▶ **JOB**: Render as a Markdown table, with columns "Row" and "Line", the lines starting at the one containing "Where can the black" and ending at the last of the lines below, omitting any blank lines.
* BEGIN DATA ROWS *
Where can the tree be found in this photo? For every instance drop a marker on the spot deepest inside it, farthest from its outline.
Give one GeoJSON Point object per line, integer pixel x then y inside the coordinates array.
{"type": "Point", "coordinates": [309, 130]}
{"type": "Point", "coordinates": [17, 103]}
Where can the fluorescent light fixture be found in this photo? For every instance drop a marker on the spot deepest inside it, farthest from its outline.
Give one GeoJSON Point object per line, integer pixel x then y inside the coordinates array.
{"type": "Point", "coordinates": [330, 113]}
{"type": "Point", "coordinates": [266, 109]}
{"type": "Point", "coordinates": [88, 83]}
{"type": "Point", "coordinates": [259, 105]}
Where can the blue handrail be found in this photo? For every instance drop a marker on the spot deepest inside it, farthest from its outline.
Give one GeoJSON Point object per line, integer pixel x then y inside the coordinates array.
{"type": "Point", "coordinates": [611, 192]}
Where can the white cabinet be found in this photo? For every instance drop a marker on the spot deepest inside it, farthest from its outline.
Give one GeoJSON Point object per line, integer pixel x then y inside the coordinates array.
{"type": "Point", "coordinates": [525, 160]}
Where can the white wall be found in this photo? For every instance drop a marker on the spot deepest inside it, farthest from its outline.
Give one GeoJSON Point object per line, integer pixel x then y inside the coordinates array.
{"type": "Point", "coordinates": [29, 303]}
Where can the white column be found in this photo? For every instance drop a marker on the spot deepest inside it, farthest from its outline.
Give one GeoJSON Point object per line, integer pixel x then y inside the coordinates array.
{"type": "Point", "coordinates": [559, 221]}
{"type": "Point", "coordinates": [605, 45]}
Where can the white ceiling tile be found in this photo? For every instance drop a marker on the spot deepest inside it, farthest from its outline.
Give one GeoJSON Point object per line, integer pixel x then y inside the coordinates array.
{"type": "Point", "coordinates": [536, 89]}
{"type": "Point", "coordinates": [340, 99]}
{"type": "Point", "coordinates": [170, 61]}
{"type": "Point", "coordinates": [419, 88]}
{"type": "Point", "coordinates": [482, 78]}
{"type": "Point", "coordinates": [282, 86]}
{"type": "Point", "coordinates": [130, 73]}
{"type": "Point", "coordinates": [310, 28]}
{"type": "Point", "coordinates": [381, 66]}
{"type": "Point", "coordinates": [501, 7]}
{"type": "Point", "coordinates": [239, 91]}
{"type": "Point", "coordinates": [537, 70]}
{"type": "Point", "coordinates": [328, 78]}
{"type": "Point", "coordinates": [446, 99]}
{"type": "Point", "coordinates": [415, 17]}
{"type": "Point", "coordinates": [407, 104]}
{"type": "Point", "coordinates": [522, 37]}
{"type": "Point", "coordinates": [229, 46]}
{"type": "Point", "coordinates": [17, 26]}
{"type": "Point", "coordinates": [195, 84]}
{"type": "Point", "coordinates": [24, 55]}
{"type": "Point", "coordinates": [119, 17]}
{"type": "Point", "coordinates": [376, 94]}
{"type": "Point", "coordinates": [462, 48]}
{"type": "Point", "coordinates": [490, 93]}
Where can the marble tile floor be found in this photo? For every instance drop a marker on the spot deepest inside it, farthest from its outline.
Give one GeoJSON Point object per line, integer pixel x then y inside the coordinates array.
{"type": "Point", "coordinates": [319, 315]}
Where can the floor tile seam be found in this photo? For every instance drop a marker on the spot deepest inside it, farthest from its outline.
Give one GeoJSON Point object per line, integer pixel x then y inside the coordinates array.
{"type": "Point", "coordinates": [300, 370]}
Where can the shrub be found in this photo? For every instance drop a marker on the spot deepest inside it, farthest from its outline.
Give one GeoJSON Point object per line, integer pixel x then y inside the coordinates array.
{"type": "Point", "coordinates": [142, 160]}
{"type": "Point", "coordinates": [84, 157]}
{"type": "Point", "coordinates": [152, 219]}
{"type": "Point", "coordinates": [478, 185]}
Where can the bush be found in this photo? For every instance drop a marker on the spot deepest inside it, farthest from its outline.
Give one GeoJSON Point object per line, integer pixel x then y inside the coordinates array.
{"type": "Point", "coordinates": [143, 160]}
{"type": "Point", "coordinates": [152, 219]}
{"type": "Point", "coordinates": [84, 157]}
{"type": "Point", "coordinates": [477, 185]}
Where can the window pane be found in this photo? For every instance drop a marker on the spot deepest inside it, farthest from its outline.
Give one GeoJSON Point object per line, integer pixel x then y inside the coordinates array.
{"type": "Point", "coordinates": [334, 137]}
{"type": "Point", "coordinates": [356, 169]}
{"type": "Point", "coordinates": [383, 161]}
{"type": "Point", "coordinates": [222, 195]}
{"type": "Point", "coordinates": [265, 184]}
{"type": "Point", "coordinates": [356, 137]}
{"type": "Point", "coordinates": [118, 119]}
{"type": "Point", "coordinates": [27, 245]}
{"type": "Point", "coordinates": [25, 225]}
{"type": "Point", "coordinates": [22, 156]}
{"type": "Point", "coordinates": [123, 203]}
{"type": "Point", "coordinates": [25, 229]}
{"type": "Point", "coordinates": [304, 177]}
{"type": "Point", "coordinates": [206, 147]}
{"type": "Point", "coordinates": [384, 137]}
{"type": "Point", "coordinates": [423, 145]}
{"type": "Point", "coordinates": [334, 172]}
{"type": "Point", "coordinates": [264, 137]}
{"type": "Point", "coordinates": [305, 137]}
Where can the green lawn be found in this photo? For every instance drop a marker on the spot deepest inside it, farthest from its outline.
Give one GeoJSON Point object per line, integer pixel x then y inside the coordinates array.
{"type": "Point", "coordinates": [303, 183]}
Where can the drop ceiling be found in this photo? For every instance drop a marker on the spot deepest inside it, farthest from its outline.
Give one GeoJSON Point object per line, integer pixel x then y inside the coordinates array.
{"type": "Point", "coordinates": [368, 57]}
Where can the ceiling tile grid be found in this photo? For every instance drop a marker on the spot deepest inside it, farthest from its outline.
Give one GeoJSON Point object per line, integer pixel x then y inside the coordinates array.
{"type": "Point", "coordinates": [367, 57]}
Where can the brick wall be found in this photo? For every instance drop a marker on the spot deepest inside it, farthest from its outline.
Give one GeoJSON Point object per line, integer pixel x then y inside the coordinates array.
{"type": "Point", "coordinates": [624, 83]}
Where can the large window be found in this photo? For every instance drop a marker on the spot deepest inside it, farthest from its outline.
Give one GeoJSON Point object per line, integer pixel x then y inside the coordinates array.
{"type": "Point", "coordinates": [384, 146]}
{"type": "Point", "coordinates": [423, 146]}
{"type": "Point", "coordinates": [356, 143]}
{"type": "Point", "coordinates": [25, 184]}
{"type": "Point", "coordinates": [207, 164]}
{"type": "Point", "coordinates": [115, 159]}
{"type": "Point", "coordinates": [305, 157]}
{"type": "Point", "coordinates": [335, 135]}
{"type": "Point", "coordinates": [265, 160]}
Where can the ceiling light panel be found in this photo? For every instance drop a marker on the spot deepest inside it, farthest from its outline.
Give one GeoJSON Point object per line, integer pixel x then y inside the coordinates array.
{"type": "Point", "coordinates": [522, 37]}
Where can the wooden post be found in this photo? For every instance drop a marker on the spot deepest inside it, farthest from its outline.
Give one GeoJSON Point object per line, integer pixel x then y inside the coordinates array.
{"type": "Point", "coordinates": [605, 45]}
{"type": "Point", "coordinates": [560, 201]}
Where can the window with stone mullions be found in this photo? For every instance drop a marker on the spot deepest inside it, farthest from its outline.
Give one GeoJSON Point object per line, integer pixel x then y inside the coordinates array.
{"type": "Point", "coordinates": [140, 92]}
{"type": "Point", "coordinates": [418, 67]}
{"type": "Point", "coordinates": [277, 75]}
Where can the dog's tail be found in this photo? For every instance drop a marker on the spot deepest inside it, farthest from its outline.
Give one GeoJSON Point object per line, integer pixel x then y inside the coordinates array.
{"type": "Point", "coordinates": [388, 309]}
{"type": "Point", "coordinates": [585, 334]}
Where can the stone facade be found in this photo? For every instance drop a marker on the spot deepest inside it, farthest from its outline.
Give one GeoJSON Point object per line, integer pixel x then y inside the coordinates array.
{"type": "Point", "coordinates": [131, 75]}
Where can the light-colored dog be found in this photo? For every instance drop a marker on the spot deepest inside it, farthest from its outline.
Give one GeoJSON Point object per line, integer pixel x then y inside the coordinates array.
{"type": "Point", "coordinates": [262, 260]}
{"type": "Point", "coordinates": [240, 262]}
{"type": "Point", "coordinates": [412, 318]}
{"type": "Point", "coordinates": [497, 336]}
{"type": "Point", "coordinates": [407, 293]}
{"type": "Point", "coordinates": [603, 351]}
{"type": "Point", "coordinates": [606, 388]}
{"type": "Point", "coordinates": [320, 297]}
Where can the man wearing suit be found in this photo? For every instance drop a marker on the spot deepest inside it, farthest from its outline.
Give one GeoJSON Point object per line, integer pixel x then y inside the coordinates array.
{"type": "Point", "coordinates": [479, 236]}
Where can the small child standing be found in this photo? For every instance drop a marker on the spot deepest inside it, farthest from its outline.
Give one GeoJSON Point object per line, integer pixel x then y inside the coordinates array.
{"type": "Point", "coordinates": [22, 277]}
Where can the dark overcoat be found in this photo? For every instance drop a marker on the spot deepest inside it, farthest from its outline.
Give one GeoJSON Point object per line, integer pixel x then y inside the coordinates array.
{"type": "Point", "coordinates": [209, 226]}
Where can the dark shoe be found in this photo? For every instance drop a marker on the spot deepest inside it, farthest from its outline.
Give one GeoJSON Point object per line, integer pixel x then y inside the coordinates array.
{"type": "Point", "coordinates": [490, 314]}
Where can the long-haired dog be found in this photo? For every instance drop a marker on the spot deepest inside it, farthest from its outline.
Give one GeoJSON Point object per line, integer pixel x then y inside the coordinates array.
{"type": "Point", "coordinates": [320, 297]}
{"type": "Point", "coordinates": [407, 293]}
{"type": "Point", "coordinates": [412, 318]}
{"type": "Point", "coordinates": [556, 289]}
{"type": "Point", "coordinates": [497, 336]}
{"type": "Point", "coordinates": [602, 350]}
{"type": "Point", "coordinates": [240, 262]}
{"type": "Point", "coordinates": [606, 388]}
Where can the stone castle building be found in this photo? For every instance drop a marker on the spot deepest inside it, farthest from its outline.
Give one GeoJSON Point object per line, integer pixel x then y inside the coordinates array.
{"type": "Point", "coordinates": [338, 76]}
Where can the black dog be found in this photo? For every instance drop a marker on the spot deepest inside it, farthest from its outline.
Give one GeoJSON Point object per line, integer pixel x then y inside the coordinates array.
* END DATA ROWS *
▶ **THE COMPLETED TASK**:
| Row | Line |
|---|---|
| 1 | Where can the black dog be found in this photo? For every instance drop a marker on the spot deepest inside it, farthest from its outline. |
| 2 | Give one GeoJSON Point object per line, integer pixel x then y inside the coordinates array. |